→ Exercise instructions
Output the records below verbatim, minus the pictures.

→ Data for processing

####################

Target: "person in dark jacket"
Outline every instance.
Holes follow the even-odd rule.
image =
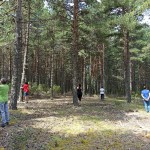
[[[79,101],[81,101],[81,98],[82,98],[81,84],[79,84],[77,87],[77,96],[78,96]]]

####################

→ Response to the task
Target: "person in dark jacket"
Outline every instance.
Holes follow the even-odd rule.
image =
[[[79,101],[81,101],[81,98],[82,98],[81,84],[79,84],[77,87],[77,96],[78,96]]]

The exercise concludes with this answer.